_TASK DETAILS_
Copy out word for word everything from the line containing "Expected: a point placed on each instance of the oven" down to the last line of the entries.

_RECORDS FOR PROCESSING_

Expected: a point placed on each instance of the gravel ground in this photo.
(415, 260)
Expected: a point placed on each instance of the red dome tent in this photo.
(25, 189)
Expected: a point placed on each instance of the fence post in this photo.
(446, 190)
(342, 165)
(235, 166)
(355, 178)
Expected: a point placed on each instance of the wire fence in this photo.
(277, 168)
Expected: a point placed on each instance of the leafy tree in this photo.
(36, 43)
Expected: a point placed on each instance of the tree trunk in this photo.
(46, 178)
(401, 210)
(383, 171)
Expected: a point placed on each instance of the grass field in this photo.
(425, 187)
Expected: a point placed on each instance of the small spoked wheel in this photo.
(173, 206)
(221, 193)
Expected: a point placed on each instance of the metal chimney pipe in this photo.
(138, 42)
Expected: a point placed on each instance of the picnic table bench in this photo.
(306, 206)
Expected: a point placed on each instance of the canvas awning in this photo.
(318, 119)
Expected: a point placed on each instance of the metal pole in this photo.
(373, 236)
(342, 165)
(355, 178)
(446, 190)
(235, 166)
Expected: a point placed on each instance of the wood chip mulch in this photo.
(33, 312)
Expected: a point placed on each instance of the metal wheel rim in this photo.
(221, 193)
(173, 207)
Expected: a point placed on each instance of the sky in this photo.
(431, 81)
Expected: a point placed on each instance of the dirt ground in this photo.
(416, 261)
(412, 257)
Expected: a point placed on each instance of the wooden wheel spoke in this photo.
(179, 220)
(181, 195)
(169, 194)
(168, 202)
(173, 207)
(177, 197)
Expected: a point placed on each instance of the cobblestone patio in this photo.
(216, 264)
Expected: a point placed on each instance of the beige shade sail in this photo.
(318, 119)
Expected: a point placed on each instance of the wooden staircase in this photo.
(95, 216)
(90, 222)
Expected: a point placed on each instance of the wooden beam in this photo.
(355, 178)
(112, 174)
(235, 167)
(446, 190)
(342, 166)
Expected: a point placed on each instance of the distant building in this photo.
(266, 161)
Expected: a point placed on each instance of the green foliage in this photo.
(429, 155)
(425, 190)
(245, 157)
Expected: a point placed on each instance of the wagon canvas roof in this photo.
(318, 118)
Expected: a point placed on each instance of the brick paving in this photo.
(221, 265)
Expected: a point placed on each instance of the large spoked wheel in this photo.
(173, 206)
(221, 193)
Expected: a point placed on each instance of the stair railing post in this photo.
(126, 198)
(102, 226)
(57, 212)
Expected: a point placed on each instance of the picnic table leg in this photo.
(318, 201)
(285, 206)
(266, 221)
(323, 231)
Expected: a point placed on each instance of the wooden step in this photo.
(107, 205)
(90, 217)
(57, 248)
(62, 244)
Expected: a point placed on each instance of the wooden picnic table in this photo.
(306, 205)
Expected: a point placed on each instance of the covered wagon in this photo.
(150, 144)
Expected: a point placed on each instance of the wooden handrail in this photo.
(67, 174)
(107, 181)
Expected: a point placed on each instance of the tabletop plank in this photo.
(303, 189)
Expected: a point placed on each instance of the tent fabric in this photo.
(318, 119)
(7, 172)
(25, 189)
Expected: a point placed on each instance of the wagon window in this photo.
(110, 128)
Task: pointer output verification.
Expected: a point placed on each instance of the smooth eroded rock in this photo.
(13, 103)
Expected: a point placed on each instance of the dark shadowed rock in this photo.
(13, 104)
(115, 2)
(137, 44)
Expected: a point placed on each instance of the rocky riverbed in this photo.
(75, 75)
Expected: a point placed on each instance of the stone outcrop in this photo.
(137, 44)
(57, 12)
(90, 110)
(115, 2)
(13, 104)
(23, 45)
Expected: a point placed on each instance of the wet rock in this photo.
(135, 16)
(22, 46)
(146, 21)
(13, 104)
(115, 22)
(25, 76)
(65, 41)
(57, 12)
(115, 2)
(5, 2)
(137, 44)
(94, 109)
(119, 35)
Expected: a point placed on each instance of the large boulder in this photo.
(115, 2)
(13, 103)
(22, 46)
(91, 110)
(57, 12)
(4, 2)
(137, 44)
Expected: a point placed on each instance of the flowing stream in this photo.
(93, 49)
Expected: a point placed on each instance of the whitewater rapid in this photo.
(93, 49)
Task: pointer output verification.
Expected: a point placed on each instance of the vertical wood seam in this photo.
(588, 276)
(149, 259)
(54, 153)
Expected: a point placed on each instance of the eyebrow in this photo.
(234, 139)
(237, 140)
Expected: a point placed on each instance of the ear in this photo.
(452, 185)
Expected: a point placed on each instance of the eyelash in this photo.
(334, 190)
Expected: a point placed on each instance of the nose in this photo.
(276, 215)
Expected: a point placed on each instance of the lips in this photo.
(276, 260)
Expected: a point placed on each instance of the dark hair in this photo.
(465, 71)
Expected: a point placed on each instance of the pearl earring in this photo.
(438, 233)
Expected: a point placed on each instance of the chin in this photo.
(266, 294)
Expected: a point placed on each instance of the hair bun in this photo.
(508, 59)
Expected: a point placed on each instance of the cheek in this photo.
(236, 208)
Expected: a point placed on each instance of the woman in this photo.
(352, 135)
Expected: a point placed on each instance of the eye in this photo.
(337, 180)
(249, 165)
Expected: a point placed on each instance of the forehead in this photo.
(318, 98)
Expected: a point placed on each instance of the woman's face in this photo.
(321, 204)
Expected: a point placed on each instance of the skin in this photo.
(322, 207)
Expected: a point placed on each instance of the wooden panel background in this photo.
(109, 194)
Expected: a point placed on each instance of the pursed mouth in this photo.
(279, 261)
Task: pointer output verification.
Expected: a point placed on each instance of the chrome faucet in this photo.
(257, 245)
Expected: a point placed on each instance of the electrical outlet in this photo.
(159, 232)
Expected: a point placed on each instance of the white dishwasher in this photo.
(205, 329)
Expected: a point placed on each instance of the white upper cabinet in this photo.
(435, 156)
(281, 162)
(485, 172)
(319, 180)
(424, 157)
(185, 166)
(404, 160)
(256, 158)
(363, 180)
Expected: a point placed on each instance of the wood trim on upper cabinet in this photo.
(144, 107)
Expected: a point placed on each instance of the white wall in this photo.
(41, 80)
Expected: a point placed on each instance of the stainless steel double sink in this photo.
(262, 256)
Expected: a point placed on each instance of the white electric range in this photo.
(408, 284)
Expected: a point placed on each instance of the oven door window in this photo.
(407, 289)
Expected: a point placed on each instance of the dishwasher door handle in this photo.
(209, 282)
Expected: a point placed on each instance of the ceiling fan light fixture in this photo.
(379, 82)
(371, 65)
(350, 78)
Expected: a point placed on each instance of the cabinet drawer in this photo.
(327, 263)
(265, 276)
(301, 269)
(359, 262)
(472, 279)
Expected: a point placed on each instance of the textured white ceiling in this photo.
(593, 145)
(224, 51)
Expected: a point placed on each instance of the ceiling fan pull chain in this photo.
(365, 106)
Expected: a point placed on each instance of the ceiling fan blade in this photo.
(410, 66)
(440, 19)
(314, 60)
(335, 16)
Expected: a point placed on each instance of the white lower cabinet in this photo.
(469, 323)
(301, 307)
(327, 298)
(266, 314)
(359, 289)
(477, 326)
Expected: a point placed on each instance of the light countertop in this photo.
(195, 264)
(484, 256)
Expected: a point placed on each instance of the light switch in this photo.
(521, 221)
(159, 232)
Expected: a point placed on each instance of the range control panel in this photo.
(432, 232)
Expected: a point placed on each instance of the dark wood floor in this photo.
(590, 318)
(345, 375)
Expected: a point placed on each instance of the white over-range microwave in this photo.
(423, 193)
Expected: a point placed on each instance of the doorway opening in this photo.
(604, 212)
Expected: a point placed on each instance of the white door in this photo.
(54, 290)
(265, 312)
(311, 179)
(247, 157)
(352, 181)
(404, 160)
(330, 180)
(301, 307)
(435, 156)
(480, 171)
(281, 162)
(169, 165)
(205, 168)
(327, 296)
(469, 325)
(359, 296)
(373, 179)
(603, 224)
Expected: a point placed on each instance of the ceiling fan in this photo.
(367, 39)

_OUTPUT_
Expected: a point placed on each instance of the oven door window in this photo.
(407, 289)
Expected: a point placed on each instance of the dishwasher door handle in this photo.
(209, 282)
Expected: a point placed on each instance of the ceiling fan light fixture in this photo.
(379, 82)
(371, 65)
(350, 78)
Expected: a point placed on each instance of the cabinet drawer in this photo.
(327, 263)
(265, 276)
(301, 269)
(359, 262)
(472, 279)
Expected: a point placed on each instance of the textured white ceiling in this photo.
(593, 145)
(224, 51)
Expected: a point placed on each instance of the ceiling fan pull chain in this photo.
(365, 106)
Expected: a point placed on each instance of the ceiling fan blade in this photo.
(410, 66)
(440, 19)
(314, 60)
(335, 16)
Expected: a point placed on each instance of the white lower cabinet in this photo.
(469, 323)
(301, 307)
(327, 298)
(266, 314)
(359, 289)
(477, 326)
Expected: a point placed on each instance of the light countertop in this photo.
(195, 264)
(484, 256)
Expected: a point placed on each instance of the light switch in this photo.
(521, 221)
(159, 232)
Expected: a point placed on each instance of the range control panel in this photo.
(432, 232)
Expected: a point placed on each instance of the dark wood floor in this photo.
(590, 318)
(345, 375)
Expected: a point placed on each instance of the white over-range microwave in this photo.
(423, 193)
Expected: a point placed on each instance of the doorway opening in this photo.
(604, 212)
Expected: a point placed on each instance of the white door in this photo.
(54, 290)
(265, 312)
(311, 179)
(247, 157)
(352, 181)
(404, 160)
(330, 180)
(301, 307)
(435, 156)
(480, 171)
(281, 162)
(169, 165)
(205, 168)
(327, 296)
(469, 325)
(359, 296)
(373, 179)
(603, 224)
Expected: a point placed on each instance of the ceiling fan in this photo.
(367, 39)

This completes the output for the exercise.